▶ QUESTIONS TO ANSWER:
a – Rewrite the speech-language report from "According to parent" through "area of communication.", replacing "intervention" with "therapy".
b – Write the next part of the speech-language report, picking up after its last sentence.

▶ PASSAGE TO READ:
____________________
Model short but correct phrases that add a one word to what STUDENT says. For example, if STUDENT says “juice”, you repeat “juice please.” This will model communication one level higher than his current level. Set up communication opportunities using highly desired objects. Place desired objects (i.e. bubbles) in a container. Do not open the container until your child asks. You might need to model, “help please” or “open please” for him. You can also play with highly desirable toys that are hard to work (i.e. wind up toys, toys with lids) that require adult assistance to encourage and elicit communication.
According to parent report, observation, criterion-referenced, and norm-referenced assessments, STUDENT demonstrates a severe communication delay when compared to his same-aged peers. STUDENT demonstrates significant phonological delays, which reduce his speech intelligibility. He needs direct intervention that includes treatment of phonological disorders through modeling, repeated practice, multi-sensory cues, and corrective feedback. He demonstrates a need for specialized instruction in the area of communication.
You can work with STUDENT to practice his phonology skills. To model 3-4 syllable words, tap on the table as you say each syllable (ie: EL-E-PHANT) and have your child copy you while tapping. Grab some pots and pans and tap the syllables out. Try using tap lights from the dollar store and turn on each light as you tap each part. You can also use your whole body to tap out each sound! Take a big jump each time you say a syllable.
____________________
Saved data entries
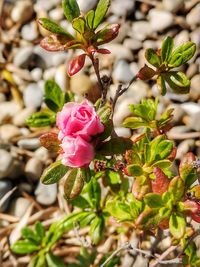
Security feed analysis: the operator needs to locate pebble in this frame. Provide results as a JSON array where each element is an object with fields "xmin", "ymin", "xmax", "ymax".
[
  {"xmin": 115, "ymin": 127, "xmax": 131, "ymax": 138},
  {"xmin": 21, "ymin": 21, "xmax": 38, "ymax": 41},
  {"xmin": 23, "ymin": 83, "xmax": 43, "ymax": 108},
  {"xmin": 0, "ymin": 124, "xmax": 21, "ymax": 141},
  {"xmin": 11, "ymin": 0, "xmax": 33, "ymax": 23},
  {"xmin": 13, "ymin": 45, "xmax": 33, "ymax": 68},
  {"xmin": 0, "ymin": 149, "xmax": 14, "ymax": 179},
  {"xmin": 35, "ymin": 182, "xmax": 57, "ymax": 206},
  {"xmin": 113, "ymin": 59, "xmax": 133, "ymax": 83},
  {"xmin": 9, "ymin": 197, "xmax": 31, "ymax": 218},
  {"xmin": 25, "ymin": 158, "xmax": 43, "ymax": 181},
  {"xmin": 110, "ymin": 0, "xmax": 135, "ymax": 16},
  {"xmin": 147, "ymin": 8, "xmax": 174, "ymax": 32},
  {"xmin": 34, "ymin": 147, "xmax": 49, "ymax": 164},
  {"xmin": 0, "ymin": 180, "xmax": 12, "ymax": 212},
  {"xmin": 186, "ymin": 3, "xmax": 200, "ymax": 28},
  {"xmin": 106, "ymin": 43, "xmax": 133, "ymax": 61},
  {"xmin": 132, "ymin": 20, "xmax": 153, "ymax": 41},
  {"xmin": 17, "ymin": 138, "xmax": 40, "ymax": 150},
  {"xmin": 162, "ymin": 0, "xmax": 184, "ymax": 12},
  {"xmin": 0, "ymin": 101, "xmax": 21, "ymax": 124},
  {"xmin": 13, "ymin": 107, "xmax": 36, "ymax": 126},
  {"xmin": 55, "ymin": 65, "xmax": 68, "ymax": 92},
  {"xmin": 30, "ymin": 68, "xmax": 42, "ymax": 82}
]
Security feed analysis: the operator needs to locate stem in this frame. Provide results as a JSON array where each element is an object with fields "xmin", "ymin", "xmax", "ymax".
[{"xmin": 112, "ymin": 76, "xmax": 137, "ymax": 118}]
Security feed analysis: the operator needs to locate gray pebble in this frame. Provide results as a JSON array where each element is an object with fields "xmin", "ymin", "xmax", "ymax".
[
  {"xmin": 35, "ymin": 182, "xmax": 57, "ymax": 206},
  {"xmin": 0, "ymin": 149, "xmax": 14, "ymax": 178},
  {"xmin": 0, "ymin": 180, "xmax": 12, "ymax": 212},
  {"xmin": 23, "ymin": 83, "xmax": 43, "ymax": 108},
  {"xmin": 17, "ymin": 138, "xmax": 41, "ymax": 150}
]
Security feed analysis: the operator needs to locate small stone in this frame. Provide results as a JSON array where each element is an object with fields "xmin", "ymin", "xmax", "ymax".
[
  {"xmin": 23, "ymin": 83, "xmax": 43, "ymax": 108},
  {"xmin": 132, "ymin": 21, "xmax": 152, "ymax": 41},
  {"xmin": 55, "ymin": 65, "xmax": 68, "ymax": 92},
  {"xmin": 21, "ymin": 21, "xmax": 38, "ymax": 41},
  {"xmin": 176, "ymin": 139, "xmax": 195, "ymax": 159},
  {"xmin": 0, "ymin": 124, "xmax": 21, "ymax": 141},
  {"xmin": 17, "ymin": 138, "xmax": 41, "ymax": 150},
  {"xmin": 34, "ymin": 147, "xmax": 49, "ymax": 163},
  {"xmin": 30, "ymin": 68, "xmax": 42, "ymax": 82},
  {"xmin": 0, "ymin": 181, "xmax": 12, "ymax": 212},
  {"xmin": 25, "ymin": 158, "xmax": 43, "ymax": 181},
  {"xmin": 147, "ymin": 8, "xmax": 174, "ymax": 32},
  {"xmin": 186, "ymin": 3, "xmax": 200, "ymax": 28},
  {"xmin": 11, "ymin": 0, "xmax": 33, "ymax": 23},
  {"xmin": 13, "ymin": 107, "xmax": 36, "ymax": 126},
  {"xmin": 110, "ymin": 0, "xmax": 135, "ymax": 16},
  {"xmin": 13, "ymin": 45, "xmax": 33, "ymax": 68},
  {"xmin": 163, "ymin": 0, "xmax": 184, "ymax": 12},
  {"xmin": 106, "ymin": 43, "xmax": 133, "ymax": 61},
  {"xmin": 0, "ymin": 149, "xmax": 14, "ymax": 178},
  {"xmin": 70, "ymin": 73, "xmax": 100, "ymax": 102},
  {"xmin": 115, "ymin": 127, "xmax": 131, "ymax": 138},
  {"xmin": 113, "ymin": 59, "xmax": 133, "ymax": 83},
  {"xmin": 35, "ymin": 182, "xmax": 57, "ymax": 206},
  {"xmin": 9, "ymin": 197, "xmax": 31, "ymax": 218}
]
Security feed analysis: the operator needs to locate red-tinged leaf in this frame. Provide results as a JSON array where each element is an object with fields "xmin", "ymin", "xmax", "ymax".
[
  {"xmin": 136, "ymin": 65, "xmax": 156, "ymax": 81},
  {"xmin": 40, "ymin": 34, "xmax": 68, "ymax": 52},
  {"xmin": 92, "ymin": 24, "xmax": 120, "ymax": 46},
  {"xmin": 151, "ymin": 167, "xmax": 170, "ymax": 195},
  {"xmin": 132, "ymin": 176, "xmax": 151, "ymax": 200},
  {"xmin": 97, "ymin": 48, "xmax": 111, "ymax": 55},
  {"xmin": 68, "ymin": 54, "xmax": 86, "ymax": 76},
  {"xmin": 40, "ymin": 132, "xmax": 60, "ymax": 153}
]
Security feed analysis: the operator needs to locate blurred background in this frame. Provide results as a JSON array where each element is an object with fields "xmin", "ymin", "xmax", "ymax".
[{"xmin": 0, "ymin": 0, "xmax": 200, "ymax": 267}]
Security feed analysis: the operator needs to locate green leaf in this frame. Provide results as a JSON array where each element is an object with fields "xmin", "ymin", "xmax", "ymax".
[
  {"xmin": 64, "ymin": 168, "xmax": 84, "ymax": 199},
  {"xmin": 123, "ymin": 117, "xmax": 149, "ymax": 129},
  {"xmin": 144, "ymin": 193, "xmax": 164, "ymax": 208},
  {"xmin": 126, "ymin": 164, "xmax": 144, "ymax": 176},
  {"xmin": 169, "ymin": 213, "xmax": 186, "ymax": 239},
  {"xmin": 62, "ymin": 0, "xmax": 80, "ymax": 22},
  {"xmin": 72, "ymin": 17, "xmax": 86, "ymax": 34},
  {"xmin": 44, "ymin": 80, "xmax": 65, "ymax": 112},
  {"xmin": 93, "ymin": 0, "xmax": 110, "ymax": 30},
  {"xmin": 11, "ymin": 240, "xmax": 40, "ymax": 255},
  {"xmin": 162, "ymin": 71, "xmax": 190, "ymax": 94},
  {"xmin": 168, "ymin": 176, "xmax": 184, "ymax": 202},
  {"xmin": 26, "ymin": 111, "xmax": 56, "ymax": 127},
  {"xmin": 85, "ymin": 10, "xmax": 94, "ymax": 30},
  {"xmin": 97, "ymin": 137, "xmax": 133, "ymax": 156},
  {"xmin": 38, "ymin": 18, "xmax": 74, "ymax": 40},
  {"xmin": 156, "ymin": 75, "xmax": 167, "ymax": 95},
  {"xmin": 40, "ymin": 160, "xmax": 68, "ymax": 184},
  {"xmin": 89, "ymin": 216, "xmax": 105, "ymax": 245},
  {"xmin": 161, "ymin": 36, "xmax": 174, "ymax": 62},
  {"xmin": 145, "ymin": 48, "xmax": 160, "ymax": 68},
  {"xmin": 46, "ymin": 252, "xmax": 66, "ymax": 267},
  {"xmin": 168, "ymin": 42, "xmax": 196, "ymax": 68}
]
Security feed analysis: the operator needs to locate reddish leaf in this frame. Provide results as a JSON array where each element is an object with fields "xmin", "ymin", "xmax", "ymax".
[
  {"xmin": 68, "ymin": 54, "xmax": 86, "ymax": 76},
  {"xmin": 93, "ymin": 24, "xmax": 120, "ymax": 46},
  {"xmin": 151, "ymin": 167, "xmax": 170, "ymax": 195},
  {"xmin": 40, "ymin": 132, "xmax": 60, "ymax": 153},
  {"xmin": 40, "ymin": 34, "xmax": 68, "ymax": 52},
  {"xmin": 136, "ymin": 65, "xmax": 156, "ymax": 81}
]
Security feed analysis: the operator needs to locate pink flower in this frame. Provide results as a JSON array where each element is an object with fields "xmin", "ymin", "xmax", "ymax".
[
  {"xmin": 60, "ymin": 136, "xmax": 94, "ymax": 168},
  {"xmin": 56, "ymin": 101, "xmax": 104, "ymax": 141}
]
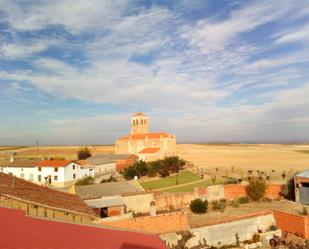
____________________
▶ ANSWERS TO EACH TASK:
a –
According to parent report, observation, criterion-referenced, and norm-referenced assessments, STUDENT demonstrates a severe communication delay when compared to his same-aged peers. STUDENT demonstrates significant phonological delays, which reduce his speech intelligibility. He needs direct therapy that includes treatment of phonological disorders through modeling, repeated practice, multi-sensory cues, and corrective feedback. He demonstrates a need for specialized instruction in the area of communication.

b –
With younger children, bring whatever you are talking about closer to your mouth so that the child is more apt to focus on speech production. If you’re modeling a hard word like “dinosaur”, bring that toy up close to your mouth. You can even point to your mouth and say “watch me”.
Stopping is a phonological process of replacing a held out sounds (like F or S) with a short sound (like T or D). To elicit the F sound, prompt STUDENT to gently bite his lip and blow. You can call this sound your “lip cooler” sound. To elicit the S sound, put your mouth in a smile position and blow out skinny air. I call this the “snake sound”. To practice sounds that are held out, drag your finger along a line or in sand. You can give a tactile prompt of sliding your finger down your arm down.
Fronting is producing sounds from the back of your mouth (K, G, SH) in the front like (T, D). Try making a growling sound like a bear. Can you child imitate that ‘grrrr’? Now growl and then add “oh”. “grrrr – oh” That’s the word “grow”. Now trying to say the “g” sound by itself. Have your child open his mouth as wide as possible and say “g”. If your child can’t produce the sound don’t practice it wrong. Wait until your speech therapists gives you some more tips!
You can read books with STUDENT and talk about the words you hear that have his sounds. You can practice reading them in different voices. While you practice make sure you give plenty of positive feedback. Even if he doesn’t say the sound correctly you can say, “I like how hard you’re trying!” Practice for a few tries and if he doesn’t produce it correctly, stop trying. You don’t want to practice the sound incorrectly a bunch of times. Wait until your child’s speech-language pathologists can help you elicit the sound correctly. As you practice, give specific praise. For example, “I like how you kept your tongue up on the bumpy spot for /t/.”